-- start Passage given --

Autumn is traditionally the time of year in England when everyone gets very busy.
Most discretionary activities tail off about mid-June, go into stasis for July and August, and ramp up again with a roar on September 1st.
It's a season that makes you energetic - the tang of winter in the air, the exhilarating beauty of the trees wherever you turn, the sense that the year is running out, but there's still time to catch it.
I would very much like to be writing - the Grand Tour that was our summer holiday is over, Tiggi has been dispatched to Cambridge and seems likely to stay there, Christmas planning is not yet upon us. The household is orderly and more or less clean; the bills are paid; there are no Major Feasts of the church.
But because of the Great Autumn Flurry, I am completely run off my feet.

-- end Passage given --
-- start Rows --

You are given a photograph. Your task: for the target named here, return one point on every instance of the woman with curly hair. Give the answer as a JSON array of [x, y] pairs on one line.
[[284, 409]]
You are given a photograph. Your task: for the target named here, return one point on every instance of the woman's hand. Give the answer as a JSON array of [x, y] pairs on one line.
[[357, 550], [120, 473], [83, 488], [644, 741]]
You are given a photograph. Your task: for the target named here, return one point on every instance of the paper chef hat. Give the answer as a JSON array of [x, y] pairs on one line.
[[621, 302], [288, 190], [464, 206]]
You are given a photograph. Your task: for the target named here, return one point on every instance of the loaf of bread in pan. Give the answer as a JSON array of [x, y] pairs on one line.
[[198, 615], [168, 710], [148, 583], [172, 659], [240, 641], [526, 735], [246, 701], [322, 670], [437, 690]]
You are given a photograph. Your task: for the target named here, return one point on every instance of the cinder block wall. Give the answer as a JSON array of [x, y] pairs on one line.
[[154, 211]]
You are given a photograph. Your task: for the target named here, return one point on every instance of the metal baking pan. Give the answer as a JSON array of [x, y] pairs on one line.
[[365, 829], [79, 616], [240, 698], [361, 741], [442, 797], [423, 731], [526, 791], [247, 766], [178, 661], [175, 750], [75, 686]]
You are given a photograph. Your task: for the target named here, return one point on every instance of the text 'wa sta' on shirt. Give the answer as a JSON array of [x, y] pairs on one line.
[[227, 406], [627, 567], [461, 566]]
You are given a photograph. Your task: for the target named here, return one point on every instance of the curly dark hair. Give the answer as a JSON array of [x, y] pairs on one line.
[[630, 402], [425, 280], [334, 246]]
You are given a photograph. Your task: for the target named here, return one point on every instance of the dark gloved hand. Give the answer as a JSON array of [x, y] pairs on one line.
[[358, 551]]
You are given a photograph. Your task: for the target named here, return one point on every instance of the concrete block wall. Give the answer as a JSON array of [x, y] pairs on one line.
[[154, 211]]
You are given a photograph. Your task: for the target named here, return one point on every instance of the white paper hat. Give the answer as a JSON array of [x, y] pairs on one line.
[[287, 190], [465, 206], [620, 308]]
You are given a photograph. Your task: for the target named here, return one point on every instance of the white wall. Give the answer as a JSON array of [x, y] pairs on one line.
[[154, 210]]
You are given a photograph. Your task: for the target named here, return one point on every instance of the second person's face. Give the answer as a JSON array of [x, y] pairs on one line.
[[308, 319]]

-- end Rows --

Objective 1 –
In the passage on autumn in England, rewrite the section starting at "Autumn is traditionally" and ending at "of the church.", substituting "restless" for "energetic".
Objective 2 –
Continue the passage on the busy English autumn, picking up after its final sentence.

Reply 1 –
Autumn is traditionally the time of year in England when everyone gets very busy.
Most discretionary activities tail off about mid-June, go into stasis for July and August, and ramp up again with a roar on September 1st.
It's a season that makes you restless - the tang of winter in the air, the exhilarating beauty of the trees wherever you turn, the sense that the year is running out, but there's still time to catch it.
I would very much like to be writing - the Grand Tour that was our summer holiday is over, Tiggi has been dispatched to Cambridge and seems likely to stay there, Christmas planning is not yet upon us. The household is orderly and more or less clean; the bills are paid; there are no Major Feasts of the church.

Reply 2 –
We have our new premises at Sumpter Yard to transform from a room with weed-strewn yard attached, into a little theatre. This alone would be a delightful if time-consuming project. Unfortunately I am also directing a play at Dunstable Little Theatre, which would also be fun on its own. It is not a case of A Lot of What You Fancy does you good, cos it doesn't.
I have committed to directing my Faustus play in March, which means I ought to be working on the next draft. Also I have found a short story which I thought I might slip into a competition, just for the hell of it. But there's no time for either. Unless I stop work, in which case I could not afford to live.
Sooner or later, I will have to make a decision, and something will have to go, or my obit will read "once thought promising..."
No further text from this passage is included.